■ **Verilen metin**
Gerçek şu ki, çocukların internetten tamamen uzak kalması ne gerçekçi ne de sağlıklı bir durumdur. Çünkü tamamen uzak kalmak onları hem sosyal çevreden hem de bilgiye erişim fırsatlarından mahrum bırakabilir. Burada önemli nokta, internetin hayatın doğal bir parçası olduğunu kabul ederek çocuklara güvenli kullanım yollarını öğretmektir.
· İçerik kontrolü: Önemli olan internete erişimi yasaklamak değil içeriği güvenli hale getirmektir.
· Açık iletişim: Çocuğun ne yaptığına dair yasaklayıcı değil merak eden ve rehberlik eden bir ebeveyn tutumu çocukta güven oluşturur.
· Ortak kurallar: İnternet kullanımına dair ev içinde belirlenen kurallar (örneğin, yatmadan önce ebeveynlerde dahil 1 saat ekran yok –Unutulmamalı ki çocukların bir numaralı rol modeli ebeveynleridir-) çocuk için hem sınır hem de öngörülebilirlik sağlar.
Çocuk İçin Psikolojik Sonuçlar:
· Güven duygusu: Çocuk, yasakların olduğu bir dünyadansa rehberlikle büyüdüğünde kendini daha güvende hisseder.
· Sorumluluk bilinci: Aile tarafından yönlendirilirken aynı zamanda seçim hakkı tanınan çocuklar, kendi sınırlarını koymayı da öğrenir.
· Sağlıklı kimlik gelişimi: İnterneti kontrollü kullanan çocuk, hem çevrim içi hem de gerçek hayatta kendini ifade etme fırsatı bulur.

İşaretleme veri kümesinden satırlar:
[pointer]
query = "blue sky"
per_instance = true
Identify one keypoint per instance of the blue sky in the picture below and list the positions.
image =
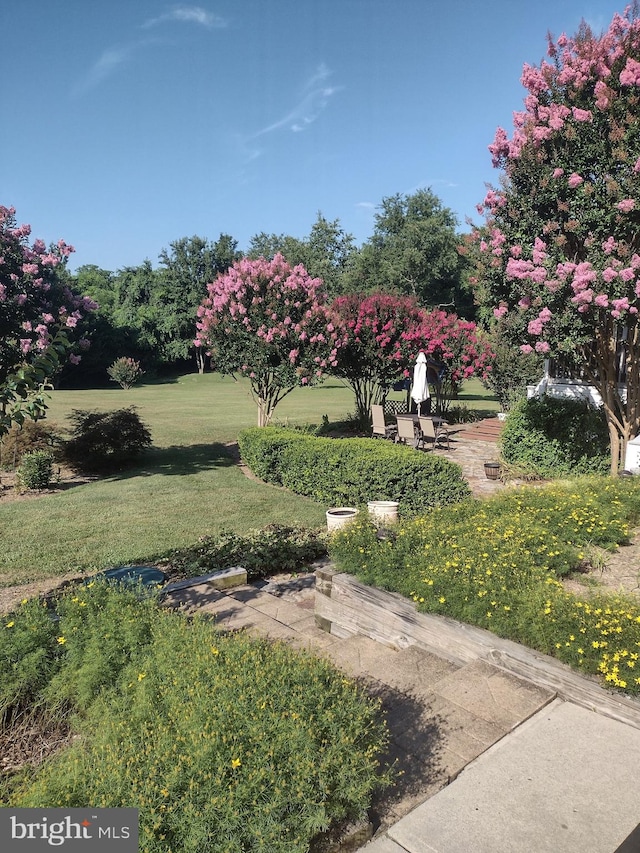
(131, 123)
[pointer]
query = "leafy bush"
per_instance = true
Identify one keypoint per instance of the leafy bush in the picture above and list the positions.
(264, 552)
(554, 437)
(125, 371)
(212, 736)
(351, 471)
(496, 563)
(35, 470)
(30, 436)
(103, 441)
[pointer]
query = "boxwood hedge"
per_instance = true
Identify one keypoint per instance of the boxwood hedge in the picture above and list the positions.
(351, 471)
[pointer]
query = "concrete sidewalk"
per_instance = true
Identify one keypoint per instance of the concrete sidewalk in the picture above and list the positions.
(490, 762)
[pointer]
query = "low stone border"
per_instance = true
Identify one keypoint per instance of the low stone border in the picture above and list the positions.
(345, 607)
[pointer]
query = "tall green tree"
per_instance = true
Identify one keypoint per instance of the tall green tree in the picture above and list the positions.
(414, 251)
(326, 253)
(187, 267)
(559, 255)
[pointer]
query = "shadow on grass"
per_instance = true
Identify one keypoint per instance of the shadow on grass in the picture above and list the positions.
(178, 460)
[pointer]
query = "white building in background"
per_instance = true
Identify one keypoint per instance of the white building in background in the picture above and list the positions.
(567, 387)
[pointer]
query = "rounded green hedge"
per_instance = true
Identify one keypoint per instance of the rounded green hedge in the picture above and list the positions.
(351, 471)
(553, 437)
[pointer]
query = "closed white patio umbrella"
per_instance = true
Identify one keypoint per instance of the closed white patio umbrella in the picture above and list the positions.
(420, 387)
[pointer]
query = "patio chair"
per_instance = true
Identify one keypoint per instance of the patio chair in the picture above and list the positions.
(434, 431)
(380, 428)
(407, 432)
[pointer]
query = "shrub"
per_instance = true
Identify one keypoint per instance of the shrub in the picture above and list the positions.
(32, 435)
(554, 437)
(212, 736)
(496, 563)
(275, 548)
(511, 370)
(125, 371)
(35, 470)
(103, 441)
(351, 471)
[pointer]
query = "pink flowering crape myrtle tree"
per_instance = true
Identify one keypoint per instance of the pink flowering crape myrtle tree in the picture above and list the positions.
(268, 322)
(371, 358)
(560, 250)
(456, 344)
(38, 316)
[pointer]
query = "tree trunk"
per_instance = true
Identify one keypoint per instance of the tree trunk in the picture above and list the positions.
(262, 412)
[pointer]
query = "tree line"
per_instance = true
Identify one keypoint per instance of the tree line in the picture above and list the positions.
(148, 313)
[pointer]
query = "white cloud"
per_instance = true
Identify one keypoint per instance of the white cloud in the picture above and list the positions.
(188, 15)
(313, 100)
(107, 63)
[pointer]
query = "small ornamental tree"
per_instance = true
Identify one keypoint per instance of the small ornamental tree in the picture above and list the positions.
(371, 358)
(125, 371)
(268, 322)
(38, 314)
(456, 344)
(560, 251)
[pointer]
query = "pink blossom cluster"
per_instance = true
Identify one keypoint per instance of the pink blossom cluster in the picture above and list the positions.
(604, 63)
(33, 307)
(454, 342)
(275, 312)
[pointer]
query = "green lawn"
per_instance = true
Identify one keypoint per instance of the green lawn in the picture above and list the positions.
(186, 486)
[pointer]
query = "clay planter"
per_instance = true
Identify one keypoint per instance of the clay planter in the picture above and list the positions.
(492, 470)
(338, 516)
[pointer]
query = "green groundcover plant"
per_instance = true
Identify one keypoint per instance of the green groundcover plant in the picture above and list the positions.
(497, 564)
(272, 549)
(223, 742)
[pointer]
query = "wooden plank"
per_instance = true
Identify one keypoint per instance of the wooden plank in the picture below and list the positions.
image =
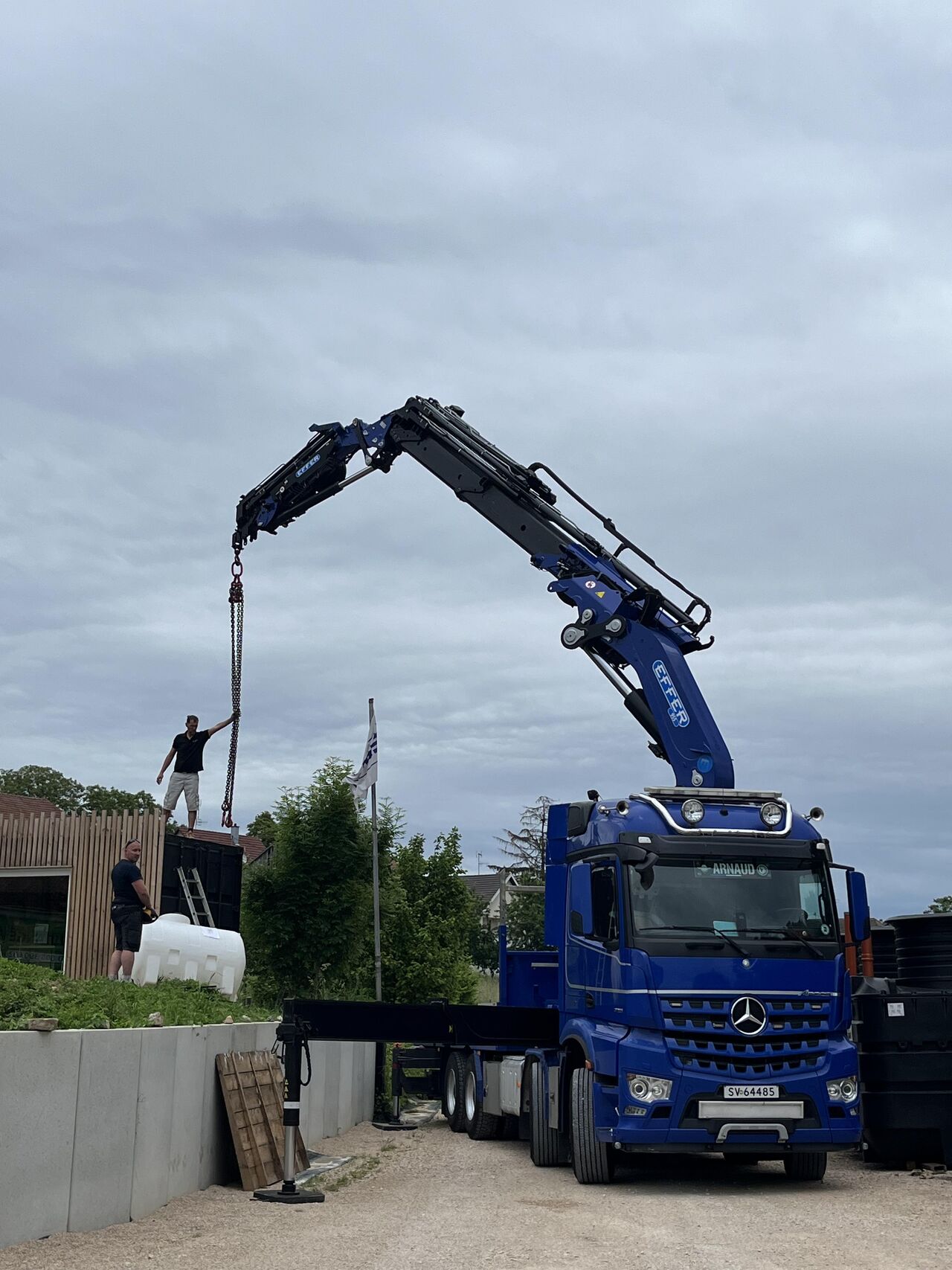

■ **Alıştırma görevi**
Çocukların internet kullanımıyla ilgili metne göre, ev içinde belirlenen ortak kuralların çocuğa ne sağladığını yazın. Yanıt için yalnızca metne başvurun.

■ **Çıktı**
Hem sınır hem de öngörülebilirlik sağlar.